◆ **What the exercise asks**
Arrange the data below as a Markdown table with two columns, No. and Line. Number each row and leave out any blank lines.

Data drawn from a collection:

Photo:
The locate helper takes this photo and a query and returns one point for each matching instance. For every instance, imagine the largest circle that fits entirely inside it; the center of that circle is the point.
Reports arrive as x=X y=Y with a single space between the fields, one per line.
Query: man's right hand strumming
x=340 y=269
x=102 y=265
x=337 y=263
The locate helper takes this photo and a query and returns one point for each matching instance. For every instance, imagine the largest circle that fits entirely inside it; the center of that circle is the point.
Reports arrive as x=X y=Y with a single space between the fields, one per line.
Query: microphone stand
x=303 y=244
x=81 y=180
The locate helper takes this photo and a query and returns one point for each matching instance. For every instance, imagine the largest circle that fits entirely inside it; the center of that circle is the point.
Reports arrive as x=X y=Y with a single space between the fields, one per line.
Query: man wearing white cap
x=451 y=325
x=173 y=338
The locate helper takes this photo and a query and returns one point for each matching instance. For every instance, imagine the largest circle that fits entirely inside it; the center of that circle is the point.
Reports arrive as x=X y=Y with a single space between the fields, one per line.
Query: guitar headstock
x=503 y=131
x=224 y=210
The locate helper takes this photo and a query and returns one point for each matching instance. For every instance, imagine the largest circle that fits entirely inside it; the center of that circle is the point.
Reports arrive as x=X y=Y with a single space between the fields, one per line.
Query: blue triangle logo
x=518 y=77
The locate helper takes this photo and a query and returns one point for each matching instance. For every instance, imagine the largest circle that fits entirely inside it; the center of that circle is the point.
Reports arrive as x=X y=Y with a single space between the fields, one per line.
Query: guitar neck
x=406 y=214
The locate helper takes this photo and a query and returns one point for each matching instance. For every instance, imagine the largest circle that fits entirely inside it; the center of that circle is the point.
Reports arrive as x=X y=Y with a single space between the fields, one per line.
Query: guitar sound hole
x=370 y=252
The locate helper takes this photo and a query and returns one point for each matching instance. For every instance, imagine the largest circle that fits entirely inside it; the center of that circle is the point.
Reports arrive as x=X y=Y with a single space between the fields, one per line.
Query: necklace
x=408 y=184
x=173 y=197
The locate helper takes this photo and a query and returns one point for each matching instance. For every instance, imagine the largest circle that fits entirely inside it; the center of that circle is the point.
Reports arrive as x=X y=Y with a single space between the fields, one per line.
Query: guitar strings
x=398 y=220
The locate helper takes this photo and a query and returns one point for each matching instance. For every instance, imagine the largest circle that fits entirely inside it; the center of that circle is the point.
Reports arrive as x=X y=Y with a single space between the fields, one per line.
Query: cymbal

◆ **Result of the exercise**
| No. | Line |
|---|---|
| 1 | Photo: |
| 2 | The locate helper takes this photo and a query and returns one point for each matching instance. For every instance, imagine the largest circle that fits entirely inside it; the center of that circle is the point. |
| 3 | Reports arrive as x=X y=Y with a single space between the fields, one per line. |
| 4 | Query: man's right hand strumming |
| 5 | x=340 y=269 |
| 6 | x=102 y=265 |
| 7 | x=337 y=263 |
| 8 | The locate helper takes this photo and a query and returns one point for each matching instance. For every instance, imagine the largest circle that fits entirely inside it; the center of that circle is the point. |
| 9 | Reports arrive as x=X y=Y with a single space between the fields, one per line. |
| 10 | Query: microphone stand |
| 11 | x=303 y=244 |
| 12 | x=81 y=180 |
| 13 | The locate helper takes this photo and a query and returns one point for each matching instance. For every instance, imagine the largest circle that fits entirely inside it; the center of that circle is the point. |
| 14 | Reports arrive as x=X y=Y with a single space between the fields, one per line. |
| 15 | Query: man wearing white cap |
| 16 | x=451 y=325 |
| 17 | x=173 y=338 |
| 18 | The locate helper takes this photo and a query and returns one point for each matching instance. For every instance, imagine the largest circle that fits entirely inside it; the center of that circle is the point. |
| 19 | Reports arrive as x=X y=Y with a single space between the fields, one per line. |
| 20 | Query: guitar headstock |
| 21 | x=503 y=131 |
| 22 | x=224 y=210 |
| 23 | The locate helper takes this photo and a query and returns one point for each matching instance. For every instance, imagine the largest circle that fits entirely inside it; the center of that circle is the point. |
| 24 | Reports arrive as x=X y=Y with a single space between the fields, one per line. |
| 25 | Query: blue triangle logo |
| 26 | x=518 y=77 |
| 27 | The locate helper takes this photo and a query and returns one point for each matching instance. For every instance, imagine the largest circle that fits entirely inside it; the center of that circle is the point. |
| 28 | Reports arrive as x=X y=Y with a single space between the fields, one per line. |
| 29 | Query: guitar neck |
| 30 | x=406 y=214 |
| 31 | The locate helper takes this photo and a query and returns one point for each matching instance. For every instance, imagine the largest circle that fits entirely inside it; the center of that circle is the point. |
| 32 | Reports arrive as x=X y=Y with a single space between the fields, one per line. |
| 33 | Query: guitar sound hole |
| 34 | x=370 y=252 |
| 35 | The locate helper takes this photo and a query and returns one point for each matching instance. For every instance, imagine the largest circle that fits entirely inside it; the center of that circle is the point. |
| 36 | Reports arrive as x=X y=Y with a single space between the fields, one per line. |
| 37 | Query: necklace |
| 38 | x=408 y=184 |
| 39 | x=173 y=197 |
| 40 | The locate helper takes this photo and a query and returns one point for each matching instance. For every instance, imagine the largest circle that fits entirely inside it; the center of that circle is the point. |
| 41 | Reports arrive as x=X y=Y with a single space between the fields, one per line. |
| 42 | Query: guitar strings |
| 43 | x=398 y=220 |
| 44 | The locate helper takes this photo and a query and returns one point for each matching instance. For every instance, imagine the largest circle that fits entirely inside it; the center of that circle is the point. |
| 45 | Reports arrive as x=X y=Y with a single space between the fields, one per line. |
| 46 | Query: cymbal |